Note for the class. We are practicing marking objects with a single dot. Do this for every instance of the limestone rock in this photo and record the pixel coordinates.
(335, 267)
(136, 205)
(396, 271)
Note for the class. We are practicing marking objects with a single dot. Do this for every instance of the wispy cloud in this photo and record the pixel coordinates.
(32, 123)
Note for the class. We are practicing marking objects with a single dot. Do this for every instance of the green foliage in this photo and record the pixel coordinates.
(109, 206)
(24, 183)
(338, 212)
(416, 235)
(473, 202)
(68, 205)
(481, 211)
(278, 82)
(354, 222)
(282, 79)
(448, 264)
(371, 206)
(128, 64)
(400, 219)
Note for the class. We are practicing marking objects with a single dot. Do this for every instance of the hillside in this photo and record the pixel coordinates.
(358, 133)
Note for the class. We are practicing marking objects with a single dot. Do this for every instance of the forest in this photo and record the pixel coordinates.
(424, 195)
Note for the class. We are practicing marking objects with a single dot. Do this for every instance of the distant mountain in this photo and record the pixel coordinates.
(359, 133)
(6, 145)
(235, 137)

Aim: Turn the lines above into a JSON list of strings, one string per line with blank lines left out, starting at the line that contains "of the forest" and ending at the last line of the rows.

Solved problem:
[
  "Note for the class. We are practicing marking objects with a single dot. Do this for every instance of the forest in this photo and record the pixel coordinates.",
  "(424, 195)",
  "Note for the class. We are practicing marking objects with a single dot. Do this for every instance of the distant mountain in this photo and record the pixel coordinates.",
  "(359, 133)",
  "(6, 145)",
  "(235, 137)"
]